(Dataset records on object locations)
## Begin

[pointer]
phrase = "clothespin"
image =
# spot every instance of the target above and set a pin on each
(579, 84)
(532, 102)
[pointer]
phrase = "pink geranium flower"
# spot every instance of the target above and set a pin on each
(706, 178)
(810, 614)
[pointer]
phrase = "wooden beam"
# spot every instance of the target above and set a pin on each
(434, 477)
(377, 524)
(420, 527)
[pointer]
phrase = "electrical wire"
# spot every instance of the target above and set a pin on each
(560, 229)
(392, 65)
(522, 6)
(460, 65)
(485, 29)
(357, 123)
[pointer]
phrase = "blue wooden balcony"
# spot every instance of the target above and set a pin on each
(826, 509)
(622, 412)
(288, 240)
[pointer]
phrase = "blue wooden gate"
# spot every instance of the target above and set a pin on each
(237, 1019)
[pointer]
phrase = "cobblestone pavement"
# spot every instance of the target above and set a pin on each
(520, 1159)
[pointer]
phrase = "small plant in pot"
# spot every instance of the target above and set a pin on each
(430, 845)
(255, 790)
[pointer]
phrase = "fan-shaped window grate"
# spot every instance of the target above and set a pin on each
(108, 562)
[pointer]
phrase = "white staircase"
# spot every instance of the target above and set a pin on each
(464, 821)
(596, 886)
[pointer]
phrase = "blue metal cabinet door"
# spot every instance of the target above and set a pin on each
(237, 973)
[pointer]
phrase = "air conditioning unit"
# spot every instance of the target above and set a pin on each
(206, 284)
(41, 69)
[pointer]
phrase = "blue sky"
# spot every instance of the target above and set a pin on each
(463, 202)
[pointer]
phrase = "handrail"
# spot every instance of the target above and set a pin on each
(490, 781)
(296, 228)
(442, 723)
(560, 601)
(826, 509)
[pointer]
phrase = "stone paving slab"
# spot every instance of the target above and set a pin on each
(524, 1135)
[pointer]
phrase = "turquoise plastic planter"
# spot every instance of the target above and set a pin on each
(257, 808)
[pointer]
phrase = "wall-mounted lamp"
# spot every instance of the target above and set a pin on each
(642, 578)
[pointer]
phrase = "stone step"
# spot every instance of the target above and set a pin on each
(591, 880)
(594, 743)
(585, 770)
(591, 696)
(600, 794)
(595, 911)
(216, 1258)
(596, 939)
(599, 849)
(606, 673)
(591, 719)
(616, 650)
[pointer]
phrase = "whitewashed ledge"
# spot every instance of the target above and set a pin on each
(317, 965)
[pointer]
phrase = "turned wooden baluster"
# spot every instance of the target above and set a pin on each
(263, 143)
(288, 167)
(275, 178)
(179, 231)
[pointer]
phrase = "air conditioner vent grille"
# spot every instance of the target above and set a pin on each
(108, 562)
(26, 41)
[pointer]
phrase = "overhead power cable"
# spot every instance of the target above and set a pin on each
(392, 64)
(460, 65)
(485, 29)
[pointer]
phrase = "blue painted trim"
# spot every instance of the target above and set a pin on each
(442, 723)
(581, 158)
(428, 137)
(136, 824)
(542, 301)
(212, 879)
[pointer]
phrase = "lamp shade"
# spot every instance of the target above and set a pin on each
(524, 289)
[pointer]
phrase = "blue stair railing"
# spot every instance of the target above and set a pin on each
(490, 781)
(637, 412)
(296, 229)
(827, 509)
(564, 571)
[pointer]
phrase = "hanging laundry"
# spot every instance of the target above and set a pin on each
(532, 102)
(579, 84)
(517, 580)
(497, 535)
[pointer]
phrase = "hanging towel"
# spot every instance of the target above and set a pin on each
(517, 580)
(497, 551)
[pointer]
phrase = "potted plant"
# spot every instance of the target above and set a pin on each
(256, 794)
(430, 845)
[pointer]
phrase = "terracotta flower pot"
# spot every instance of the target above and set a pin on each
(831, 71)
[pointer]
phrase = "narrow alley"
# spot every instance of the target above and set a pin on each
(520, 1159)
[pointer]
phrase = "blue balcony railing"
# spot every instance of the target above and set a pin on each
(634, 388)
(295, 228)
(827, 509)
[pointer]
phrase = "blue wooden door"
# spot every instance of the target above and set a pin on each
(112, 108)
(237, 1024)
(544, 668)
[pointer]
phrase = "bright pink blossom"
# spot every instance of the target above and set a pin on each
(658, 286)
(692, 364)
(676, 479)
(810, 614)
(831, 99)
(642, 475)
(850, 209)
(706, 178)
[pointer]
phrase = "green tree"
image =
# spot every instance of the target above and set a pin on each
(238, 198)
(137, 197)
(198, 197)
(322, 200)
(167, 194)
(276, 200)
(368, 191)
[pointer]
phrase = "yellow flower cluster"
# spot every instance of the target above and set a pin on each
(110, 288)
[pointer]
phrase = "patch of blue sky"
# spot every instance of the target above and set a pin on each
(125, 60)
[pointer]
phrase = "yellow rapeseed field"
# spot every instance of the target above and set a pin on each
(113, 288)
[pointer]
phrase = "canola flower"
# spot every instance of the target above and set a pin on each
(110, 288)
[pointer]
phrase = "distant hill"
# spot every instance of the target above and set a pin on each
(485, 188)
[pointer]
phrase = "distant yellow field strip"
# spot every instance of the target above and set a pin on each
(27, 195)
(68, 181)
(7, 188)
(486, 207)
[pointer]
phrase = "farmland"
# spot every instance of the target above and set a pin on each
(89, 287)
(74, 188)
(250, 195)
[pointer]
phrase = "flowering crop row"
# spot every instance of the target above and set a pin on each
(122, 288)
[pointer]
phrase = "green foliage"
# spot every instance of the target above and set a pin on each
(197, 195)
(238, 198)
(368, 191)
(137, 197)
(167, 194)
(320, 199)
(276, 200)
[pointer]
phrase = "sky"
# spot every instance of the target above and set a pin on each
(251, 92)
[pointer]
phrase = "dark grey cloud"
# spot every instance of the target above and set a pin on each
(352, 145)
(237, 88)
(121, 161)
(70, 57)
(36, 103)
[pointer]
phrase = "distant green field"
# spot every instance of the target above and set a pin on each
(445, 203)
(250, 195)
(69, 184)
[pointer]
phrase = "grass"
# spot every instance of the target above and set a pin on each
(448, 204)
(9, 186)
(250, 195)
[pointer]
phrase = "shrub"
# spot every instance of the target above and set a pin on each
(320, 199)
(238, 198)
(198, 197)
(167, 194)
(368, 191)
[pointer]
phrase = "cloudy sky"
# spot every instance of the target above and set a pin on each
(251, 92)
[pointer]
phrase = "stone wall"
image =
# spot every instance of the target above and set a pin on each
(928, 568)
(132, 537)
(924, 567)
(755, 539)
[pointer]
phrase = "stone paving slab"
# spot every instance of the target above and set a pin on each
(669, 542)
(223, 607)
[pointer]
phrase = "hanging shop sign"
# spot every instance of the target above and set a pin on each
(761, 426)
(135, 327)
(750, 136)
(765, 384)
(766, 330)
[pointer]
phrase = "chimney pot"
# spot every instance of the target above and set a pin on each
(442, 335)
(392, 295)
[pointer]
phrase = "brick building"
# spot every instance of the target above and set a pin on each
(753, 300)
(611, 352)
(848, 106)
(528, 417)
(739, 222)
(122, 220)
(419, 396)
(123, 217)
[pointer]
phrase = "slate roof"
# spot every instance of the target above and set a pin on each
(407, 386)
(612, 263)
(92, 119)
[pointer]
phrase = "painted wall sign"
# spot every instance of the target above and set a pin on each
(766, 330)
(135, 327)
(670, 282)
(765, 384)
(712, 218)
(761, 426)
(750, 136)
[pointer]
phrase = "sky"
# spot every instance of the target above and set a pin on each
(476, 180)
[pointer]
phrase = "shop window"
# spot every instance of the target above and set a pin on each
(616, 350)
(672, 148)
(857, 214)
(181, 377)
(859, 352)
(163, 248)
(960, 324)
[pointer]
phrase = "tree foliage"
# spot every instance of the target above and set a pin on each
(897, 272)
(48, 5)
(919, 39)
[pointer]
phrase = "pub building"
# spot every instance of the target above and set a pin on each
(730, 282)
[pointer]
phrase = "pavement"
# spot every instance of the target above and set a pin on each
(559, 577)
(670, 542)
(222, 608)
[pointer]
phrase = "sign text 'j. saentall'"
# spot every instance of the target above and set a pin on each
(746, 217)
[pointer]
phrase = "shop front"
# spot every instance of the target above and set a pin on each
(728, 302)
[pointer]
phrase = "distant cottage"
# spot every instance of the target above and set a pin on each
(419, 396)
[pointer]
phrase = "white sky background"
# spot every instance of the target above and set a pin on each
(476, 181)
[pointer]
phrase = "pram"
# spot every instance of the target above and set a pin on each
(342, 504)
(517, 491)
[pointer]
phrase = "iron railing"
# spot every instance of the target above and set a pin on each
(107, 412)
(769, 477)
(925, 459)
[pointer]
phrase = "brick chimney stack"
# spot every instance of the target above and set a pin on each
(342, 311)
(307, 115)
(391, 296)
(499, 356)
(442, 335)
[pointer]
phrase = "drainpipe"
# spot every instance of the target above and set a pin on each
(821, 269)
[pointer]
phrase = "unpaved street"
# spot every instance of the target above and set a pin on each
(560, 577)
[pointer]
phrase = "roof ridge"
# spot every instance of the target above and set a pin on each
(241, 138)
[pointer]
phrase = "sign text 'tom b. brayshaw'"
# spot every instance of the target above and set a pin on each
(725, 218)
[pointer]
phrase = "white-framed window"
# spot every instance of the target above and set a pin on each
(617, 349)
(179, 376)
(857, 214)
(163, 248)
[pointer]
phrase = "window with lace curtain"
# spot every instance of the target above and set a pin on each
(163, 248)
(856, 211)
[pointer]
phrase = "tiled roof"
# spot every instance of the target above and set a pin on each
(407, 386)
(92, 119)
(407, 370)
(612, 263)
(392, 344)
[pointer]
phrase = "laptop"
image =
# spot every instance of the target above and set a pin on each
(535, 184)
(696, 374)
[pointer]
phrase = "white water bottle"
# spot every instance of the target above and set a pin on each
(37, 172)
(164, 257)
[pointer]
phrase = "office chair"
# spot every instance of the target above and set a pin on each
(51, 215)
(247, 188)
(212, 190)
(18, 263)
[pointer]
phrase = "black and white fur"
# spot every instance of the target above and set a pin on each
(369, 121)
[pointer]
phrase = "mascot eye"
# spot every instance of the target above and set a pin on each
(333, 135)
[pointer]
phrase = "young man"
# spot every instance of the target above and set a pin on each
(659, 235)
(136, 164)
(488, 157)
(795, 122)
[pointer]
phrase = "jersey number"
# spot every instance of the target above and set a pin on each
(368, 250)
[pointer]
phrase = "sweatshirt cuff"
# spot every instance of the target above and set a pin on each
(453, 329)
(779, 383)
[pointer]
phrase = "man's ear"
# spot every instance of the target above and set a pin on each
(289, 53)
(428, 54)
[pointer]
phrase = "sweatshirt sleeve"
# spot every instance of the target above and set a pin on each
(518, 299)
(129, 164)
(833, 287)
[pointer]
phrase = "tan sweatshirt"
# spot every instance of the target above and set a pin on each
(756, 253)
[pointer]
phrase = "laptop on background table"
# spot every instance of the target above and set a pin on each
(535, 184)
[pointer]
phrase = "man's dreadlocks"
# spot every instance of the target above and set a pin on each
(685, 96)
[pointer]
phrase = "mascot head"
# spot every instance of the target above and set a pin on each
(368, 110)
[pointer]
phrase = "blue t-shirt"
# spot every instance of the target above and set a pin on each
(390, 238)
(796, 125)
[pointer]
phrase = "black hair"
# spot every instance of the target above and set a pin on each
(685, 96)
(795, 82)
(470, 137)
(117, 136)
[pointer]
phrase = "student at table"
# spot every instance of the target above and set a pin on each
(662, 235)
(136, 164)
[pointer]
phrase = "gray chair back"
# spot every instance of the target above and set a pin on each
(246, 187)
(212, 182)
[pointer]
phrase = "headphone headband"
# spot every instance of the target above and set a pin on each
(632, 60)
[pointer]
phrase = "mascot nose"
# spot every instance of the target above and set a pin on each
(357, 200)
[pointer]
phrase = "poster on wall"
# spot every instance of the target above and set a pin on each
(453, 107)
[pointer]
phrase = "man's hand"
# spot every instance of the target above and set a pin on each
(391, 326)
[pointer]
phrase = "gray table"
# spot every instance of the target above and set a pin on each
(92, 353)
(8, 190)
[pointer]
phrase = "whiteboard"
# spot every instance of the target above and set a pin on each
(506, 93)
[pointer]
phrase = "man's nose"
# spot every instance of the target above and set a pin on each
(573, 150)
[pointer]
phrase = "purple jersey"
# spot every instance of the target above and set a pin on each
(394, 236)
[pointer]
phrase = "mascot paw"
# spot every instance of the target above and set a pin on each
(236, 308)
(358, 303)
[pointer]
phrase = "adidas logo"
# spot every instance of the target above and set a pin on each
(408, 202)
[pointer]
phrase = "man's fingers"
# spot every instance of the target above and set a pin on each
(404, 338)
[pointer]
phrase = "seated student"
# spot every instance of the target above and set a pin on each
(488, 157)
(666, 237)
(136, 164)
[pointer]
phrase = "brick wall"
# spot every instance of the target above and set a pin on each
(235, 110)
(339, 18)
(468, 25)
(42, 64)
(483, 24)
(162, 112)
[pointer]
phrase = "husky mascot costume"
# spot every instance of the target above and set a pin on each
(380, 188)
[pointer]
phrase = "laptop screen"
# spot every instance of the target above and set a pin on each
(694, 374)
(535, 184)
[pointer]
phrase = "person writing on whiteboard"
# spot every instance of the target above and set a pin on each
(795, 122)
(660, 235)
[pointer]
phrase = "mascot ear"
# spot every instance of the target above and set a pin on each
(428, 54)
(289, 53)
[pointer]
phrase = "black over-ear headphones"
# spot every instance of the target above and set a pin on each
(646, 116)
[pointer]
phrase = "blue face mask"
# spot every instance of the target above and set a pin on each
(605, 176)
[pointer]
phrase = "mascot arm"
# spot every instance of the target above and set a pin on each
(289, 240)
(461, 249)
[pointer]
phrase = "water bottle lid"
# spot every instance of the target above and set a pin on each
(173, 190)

## End

STATED TASK:
Please pick out each line of the material above that contains the word "brick".

RESPONSE FOR THIS EXERCISE:
phrase = "brick building"
phrase = "brick chimney stack"
phrase = "brick wall"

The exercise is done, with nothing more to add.